*TO DO*: Reproduce verbatim, and output nothing else, the stretch of the listing below from the line containing "Each instance of the player's outstretched" through the line containing "Target: player's outstretched leg".

------------------------------------------------

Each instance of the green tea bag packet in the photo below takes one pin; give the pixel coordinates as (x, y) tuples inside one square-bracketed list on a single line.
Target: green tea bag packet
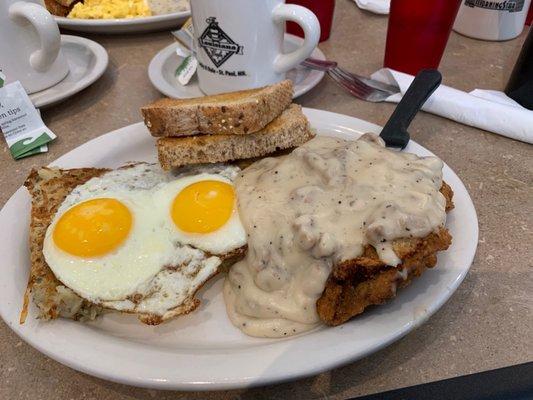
[(189, 64), (22, 126)]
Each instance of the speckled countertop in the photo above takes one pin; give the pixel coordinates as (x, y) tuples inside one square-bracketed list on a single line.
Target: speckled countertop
[(488, 322)]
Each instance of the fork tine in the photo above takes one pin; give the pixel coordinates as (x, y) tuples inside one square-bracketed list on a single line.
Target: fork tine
[(362, 90), (343, 84), (388, 89), (356, 81)]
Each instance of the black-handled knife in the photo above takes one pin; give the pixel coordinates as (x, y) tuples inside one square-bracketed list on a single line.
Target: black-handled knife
[(395, 133)]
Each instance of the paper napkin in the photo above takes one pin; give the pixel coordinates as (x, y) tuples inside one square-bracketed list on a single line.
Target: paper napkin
[(490, 110)]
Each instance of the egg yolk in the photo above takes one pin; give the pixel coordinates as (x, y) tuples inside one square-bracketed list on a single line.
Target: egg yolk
[(203, 207), (93, 228)]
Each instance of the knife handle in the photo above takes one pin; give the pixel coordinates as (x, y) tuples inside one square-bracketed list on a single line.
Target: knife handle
[(394, 132)]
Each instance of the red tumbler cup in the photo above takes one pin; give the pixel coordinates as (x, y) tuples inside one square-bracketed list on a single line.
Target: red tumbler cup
[(323, 10), (418, 32)]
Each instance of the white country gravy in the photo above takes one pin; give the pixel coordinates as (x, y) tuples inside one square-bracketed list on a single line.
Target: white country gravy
[(316, 207)]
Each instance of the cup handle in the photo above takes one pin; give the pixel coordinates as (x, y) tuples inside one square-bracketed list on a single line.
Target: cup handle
[(311, 27), (46, 28)]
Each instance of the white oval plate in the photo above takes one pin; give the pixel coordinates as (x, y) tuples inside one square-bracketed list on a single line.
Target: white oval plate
[(124, 25), (203, 350), (87, 61), (162, 68)]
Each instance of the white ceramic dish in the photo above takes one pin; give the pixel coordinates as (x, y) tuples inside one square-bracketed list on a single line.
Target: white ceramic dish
[(204, 350), (163, 67), (87, 61), (125, 25)]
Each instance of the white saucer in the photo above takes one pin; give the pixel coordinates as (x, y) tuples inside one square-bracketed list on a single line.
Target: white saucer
[(87, 61), (163, 66)]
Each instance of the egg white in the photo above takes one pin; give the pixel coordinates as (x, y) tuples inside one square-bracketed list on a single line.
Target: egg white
[(156, 269)]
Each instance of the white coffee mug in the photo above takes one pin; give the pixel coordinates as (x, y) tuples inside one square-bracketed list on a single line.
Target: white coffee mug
[(491, 20), (239, 43), (30, 45)]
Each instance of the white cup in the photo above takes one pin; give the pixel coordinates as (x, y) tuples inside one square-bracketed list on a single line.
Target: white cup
[(491, 20), (30, 45), (239, 43)]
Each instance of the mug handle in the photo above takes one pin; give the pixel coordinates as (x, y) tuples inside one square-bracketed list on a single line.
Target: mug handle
[(46, 28), (311, 27)]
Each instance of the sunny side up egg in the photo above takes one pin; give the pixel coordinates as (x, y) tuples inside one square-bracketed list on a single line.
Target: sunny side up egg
[(141, 240)]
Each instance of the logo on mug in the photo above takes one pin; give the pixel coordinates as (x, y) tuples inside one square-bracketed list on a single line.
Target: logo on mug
[(216, 43), (507, 5)]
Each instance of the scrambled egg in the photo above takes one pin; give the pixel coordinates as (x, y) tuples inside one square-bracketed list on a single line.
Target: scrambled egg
[(105, 9)]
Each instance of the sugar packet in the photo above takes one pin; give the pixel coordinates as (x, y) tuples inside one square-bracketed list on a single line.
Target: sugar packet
[(22, 126), (189, 64)]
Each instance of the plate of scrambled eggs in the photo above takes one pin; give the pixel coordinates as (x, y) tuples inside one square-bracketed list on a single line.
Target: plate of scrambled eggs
[(119, 16)]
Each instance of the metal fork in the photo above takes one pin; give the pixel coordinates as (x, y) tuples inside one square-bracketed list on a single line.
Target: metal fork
[(359, 86)]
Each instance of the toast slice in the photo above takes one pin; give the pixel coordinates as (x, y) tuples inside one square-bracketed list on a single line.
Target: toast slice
[(48, 189), (289, 130), (236, 113)]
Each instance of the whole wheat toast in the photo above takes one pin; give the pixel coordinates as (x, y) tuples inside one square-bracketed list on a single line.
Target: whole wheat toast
[(289, 130), (48, 188), (234, 113)]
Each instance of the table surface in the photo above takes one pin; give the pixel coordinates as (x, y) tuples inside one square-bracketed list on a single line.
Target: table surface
[(486, 324)]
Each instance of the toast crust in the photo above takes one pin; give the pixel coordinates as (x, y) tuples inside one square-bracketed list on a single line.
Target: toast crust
[(235, 113)]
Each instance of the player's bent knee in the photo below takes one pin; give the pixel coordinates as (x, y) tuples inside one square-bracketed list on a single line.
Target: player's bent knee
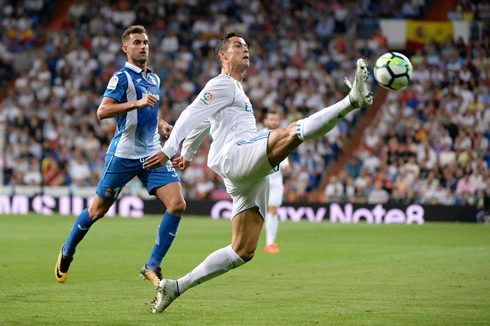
[(246, 255), (177, 207), (97, 213)]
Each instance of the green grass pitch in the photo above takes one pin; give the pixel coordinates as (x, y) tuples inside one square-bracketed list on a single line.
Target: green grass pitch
[(434, 274)]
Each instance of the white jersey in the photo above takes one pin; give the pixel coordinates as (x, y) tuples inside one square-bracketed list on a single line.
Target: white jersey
[(221, 109), (276, 179)]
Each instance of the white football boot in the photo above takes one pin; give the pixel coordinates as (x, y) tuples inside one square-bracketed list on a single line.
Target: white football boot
[(168, 291), (360, 96)]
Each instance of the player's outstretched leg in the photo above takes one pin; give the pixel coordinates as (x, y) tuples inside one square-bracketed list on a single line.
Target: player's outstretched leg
[(360, 96), (168, 291), (271, 226), (61, 269), (78, 231), (154, 275), (283, 141), (324, 120), (217, 263)]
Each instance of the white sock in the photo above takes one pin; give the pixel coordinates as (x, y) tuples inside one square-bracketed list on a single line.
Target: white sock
[(217, 263), (323, 121), (271, 226)]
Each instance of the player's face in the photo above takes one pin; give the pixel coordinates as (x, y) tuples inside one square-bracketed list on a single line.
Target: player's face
[(237, 54), (272, 121), (137, 48)]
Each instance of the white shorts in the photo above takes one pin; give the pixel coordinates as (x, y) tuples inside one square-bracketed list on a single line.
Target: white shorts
[(276, 192), (245, 169)]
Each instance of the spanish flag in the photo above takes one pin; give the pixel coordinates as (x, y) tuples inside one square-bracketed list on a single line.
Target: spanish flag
[(420, 33)]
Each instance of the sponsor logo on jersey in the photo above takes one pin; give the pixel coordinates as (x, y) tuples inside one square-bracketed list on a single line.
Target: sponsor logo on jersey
[(108, 193), (152, 80), (156, 95), (113, 82)]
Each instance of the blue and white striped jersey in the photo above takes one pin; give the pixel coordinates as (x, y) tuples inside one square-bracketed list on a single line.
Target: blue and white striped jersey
[(137, 131)]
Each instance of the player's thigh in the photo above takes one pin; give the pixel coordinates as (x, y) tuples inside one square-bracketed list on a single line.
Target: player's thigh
[(116, 174), (172, 197), (276, 193), (153, 179), (246, 228), (248, 162), (282, 142)]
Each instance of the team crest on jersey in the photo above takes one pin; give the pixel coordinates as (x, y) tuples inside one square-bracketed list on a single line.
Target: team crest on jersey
[(248, 107), (108, 193), (207, 97), (152, 80), (113, 82)]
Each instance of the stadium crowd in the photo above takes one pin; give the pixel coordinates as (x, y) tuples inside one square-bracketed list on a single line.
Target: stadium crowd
[(295, 71), (429, 142)]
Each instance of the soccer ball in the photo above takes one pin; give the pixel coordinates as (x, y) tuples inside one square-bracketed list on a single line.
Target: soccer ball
[(393, 71)]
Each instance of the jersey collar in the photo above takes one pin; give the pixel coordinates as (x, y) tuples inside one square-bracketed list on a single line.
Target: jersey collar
[(136, 69)]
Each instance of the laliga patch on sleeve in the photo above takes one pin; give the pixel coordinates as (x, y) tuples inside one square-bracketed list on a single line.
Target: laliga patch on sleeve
[(206, 98), (113, 83)]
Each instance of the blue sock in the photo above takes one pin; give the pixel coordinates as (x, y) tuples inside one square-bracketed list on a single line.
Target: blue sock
[(165, 236), (80, 228)]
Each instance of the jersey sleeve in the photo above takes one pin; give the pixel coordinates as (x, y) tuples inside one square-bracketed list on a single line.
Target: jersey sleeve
[(116, 88), (216, 95), (194, 139)]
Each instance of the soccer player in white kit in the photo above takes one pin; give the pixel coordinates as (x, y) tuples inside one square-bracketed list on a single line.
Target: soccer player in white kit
[(240, 156), (276, 191)]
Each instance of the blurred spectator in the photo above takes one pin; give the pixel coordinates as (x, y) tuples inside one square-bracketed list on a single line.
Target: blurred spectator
[(378, 195)]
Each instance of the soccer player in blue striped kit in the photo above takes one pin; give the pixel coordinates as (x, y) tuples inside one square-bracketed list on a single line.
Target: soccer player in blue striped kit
[(133, 97)]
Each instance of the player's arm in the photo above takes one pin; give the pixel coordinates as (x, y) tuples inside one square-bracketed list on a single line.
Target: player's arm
[(217, 94), (164, 128), (191, 144), (286, 167), (110, 107)]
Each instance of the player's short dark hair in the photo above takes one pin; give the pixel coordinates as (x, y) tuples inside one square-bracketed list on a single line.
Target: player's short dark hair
[(222, 44), (135, 29)]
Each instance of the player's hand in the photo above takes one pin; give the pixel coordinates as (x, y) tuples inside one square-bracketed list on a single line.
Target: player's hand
[(181, 163), (147, 100), (155, 161), (164, 128)]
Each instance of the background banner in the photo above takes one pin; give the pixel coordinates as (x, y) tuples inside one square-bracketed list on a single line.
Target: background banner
[(132, 206)]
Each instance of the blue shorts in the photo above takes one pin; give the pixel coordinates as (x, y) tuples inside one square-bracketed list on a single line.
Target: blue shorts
[(119, 171)]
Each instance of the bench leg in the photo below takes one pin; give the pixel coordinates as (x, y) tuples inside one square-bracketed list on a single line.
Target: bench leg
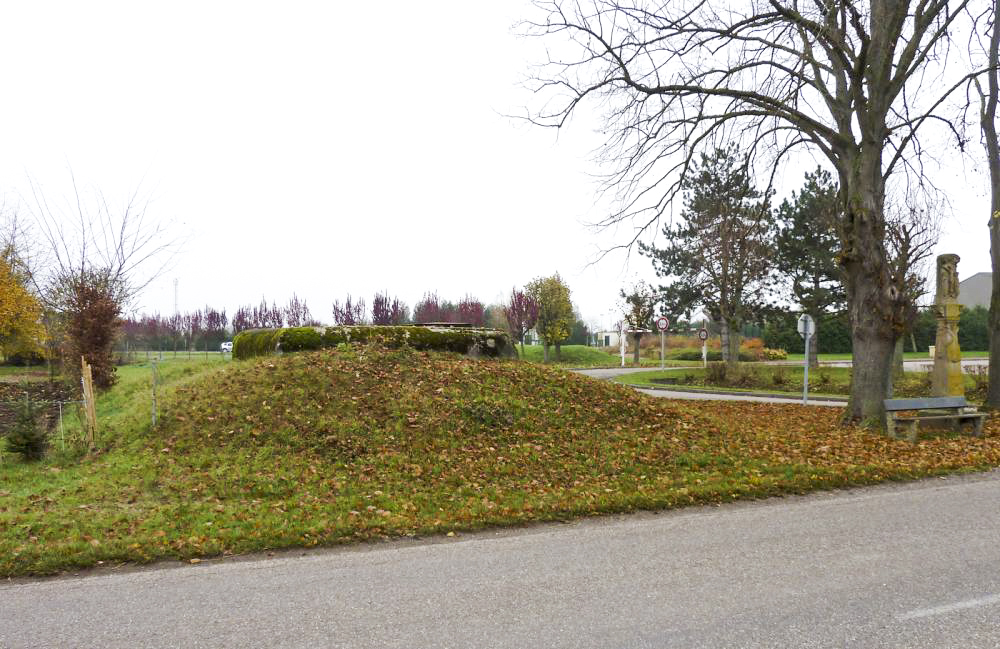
[(890, 426)]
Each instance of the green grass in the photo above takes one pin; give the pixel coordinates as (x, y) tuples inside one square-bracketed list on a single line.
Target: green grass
[(338, 446), (578, 356)]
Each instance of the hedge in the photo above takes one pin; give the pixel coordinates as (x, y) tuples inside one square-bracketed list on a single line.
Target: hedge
[(470, 341)]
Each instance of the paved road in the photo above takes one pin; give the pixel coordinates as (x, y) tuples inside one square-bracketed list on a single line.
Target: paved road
[(900, 566), (610, 373), (708, 396)]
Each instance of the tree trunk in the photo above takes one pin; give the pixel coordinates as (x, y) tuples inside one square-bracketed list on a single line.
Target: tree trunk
[(730, 332), (988, 121), (813, 350), (875, 305)]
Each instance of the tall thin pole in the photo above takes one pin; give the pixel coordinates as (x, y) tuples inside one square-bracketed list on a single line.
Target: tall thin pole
[(805, 379)]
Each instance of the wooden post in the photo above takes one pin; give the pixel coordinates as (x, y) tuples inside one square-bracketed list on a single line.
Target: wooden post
[(90, 412)]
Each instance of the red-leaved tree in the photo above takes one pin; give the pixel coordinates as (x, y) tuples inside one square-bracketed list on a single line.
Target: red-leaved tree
[(522, 314), (386, 311), (349, 313), (471, 311)]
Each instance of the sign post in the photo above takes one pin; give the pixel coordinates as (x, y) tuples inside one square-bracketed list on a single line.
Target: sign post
[(662, 323), (621, 339), (703, 337), (805, 328)]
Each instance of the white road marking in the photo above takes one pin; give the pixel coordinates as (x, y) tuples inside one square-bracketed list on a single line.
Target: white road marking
[(950, 608)]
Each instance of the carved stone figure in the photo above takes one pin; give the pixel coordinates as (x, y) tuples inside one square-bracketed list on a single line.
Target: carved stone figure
[(946, 377), (947, 279)]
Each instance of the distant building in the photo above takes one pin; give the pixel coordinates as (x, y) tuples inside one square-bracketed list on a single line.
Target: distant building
[(608, 339), (975, 290)]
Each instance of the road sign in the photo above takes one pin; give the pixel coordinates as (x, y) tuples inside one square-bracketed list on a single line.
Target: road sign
[(807, 326), (806, 329)]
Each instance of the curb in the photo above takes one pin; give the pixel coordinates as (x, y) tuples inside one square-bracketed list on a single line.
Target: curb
[(768, 395)]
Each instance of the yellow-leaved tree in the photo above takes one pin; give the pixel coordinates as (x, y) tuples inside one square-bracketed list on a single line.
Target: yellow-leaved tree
[(20, 311), (555, 311)]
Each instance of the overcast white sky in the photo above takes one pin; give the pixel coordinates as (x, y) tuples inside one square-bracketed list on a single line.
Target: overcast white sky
[(325, 148)]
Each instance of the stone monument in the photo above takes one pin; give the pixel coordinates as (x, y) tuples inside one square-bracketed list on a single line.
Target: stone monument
[(946, 377)]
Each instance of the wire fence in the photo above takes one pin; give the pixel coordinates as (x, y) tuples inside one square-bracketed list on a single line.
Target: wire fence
[(59, 406)]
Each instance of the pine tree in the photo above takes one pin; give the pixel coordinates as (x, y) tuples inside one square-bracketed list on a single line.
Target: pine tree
[(720, 256)]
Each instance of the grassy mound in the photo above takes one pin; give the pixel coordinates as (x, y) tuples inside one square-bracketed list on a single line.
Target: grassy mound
[(336, 446)]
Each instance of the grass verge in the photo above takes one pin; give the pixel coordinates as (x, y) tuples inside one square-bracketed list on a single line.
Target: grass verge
[(581, 356), (332, 447)]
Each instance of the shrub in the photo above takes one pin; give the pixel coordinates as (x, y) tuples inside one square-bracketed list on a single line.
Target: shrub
[(695, 355), (28, 436), (475, 342), (26, 358), (715, 373), (744, 377)]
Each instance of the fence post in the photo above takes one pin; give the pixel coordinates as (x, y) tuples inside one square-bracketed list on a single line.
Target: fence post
[(87, 377), (154, 392)]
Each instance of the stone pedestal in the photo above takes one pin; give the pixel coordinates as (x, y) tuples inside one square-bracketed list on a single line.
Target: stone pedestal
[(946, 377)]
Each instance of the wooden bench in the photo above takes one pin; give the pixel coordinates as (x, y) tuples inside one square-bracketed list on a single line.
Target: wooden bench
[(952, 411)]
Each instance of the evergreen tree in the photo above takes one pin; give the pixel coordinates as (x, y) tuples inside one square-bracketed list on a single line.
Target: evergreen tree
[(555, 311), (27, 436), (807, 242)]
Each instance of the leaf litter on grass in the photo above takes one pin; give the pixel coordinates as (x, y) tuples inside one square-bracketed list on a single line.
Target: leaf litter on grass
[(342, 445)]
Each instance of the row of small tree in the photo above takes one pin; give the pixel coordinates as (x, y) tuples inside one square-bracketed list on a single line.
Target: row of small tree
[(203, 329)]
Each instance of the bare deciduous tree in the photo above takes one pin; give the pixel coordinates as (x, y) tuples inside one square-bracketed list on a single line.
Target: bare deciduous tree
[(854, 81), (97, 259), (987, 119)]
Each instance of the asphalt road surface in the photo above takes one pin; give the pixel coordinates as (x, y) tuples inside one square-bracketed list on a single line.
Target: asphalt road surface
[(914, 565), (610, 373)]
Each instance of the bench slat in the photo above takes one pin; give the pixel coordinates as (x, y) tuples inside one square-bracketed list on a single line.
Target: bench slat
[(926, 403), (963, 415)]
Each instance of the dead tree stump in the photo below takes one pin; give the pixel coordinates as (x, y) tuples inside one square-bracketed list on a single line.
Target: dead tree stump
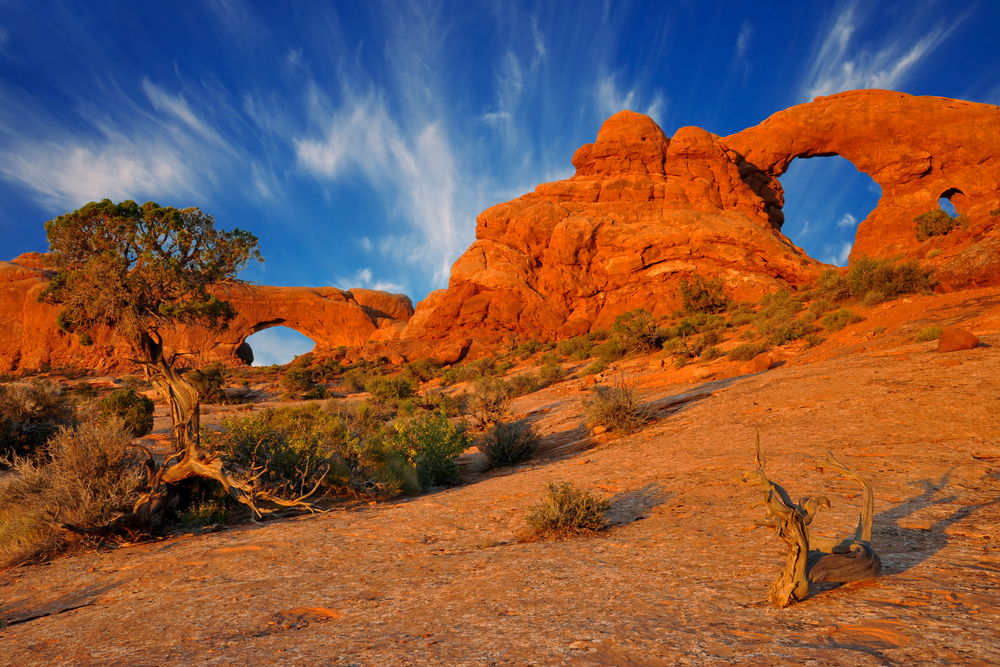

------------------------------------------------

*EXPECTED ANSWER*:
Each instance of the player's outstretched leg in the photo above takes one pin; give the pixel coordinates as (x, y) tuples inside one square-bracketed list on a single line.
Target: player's outstretched leg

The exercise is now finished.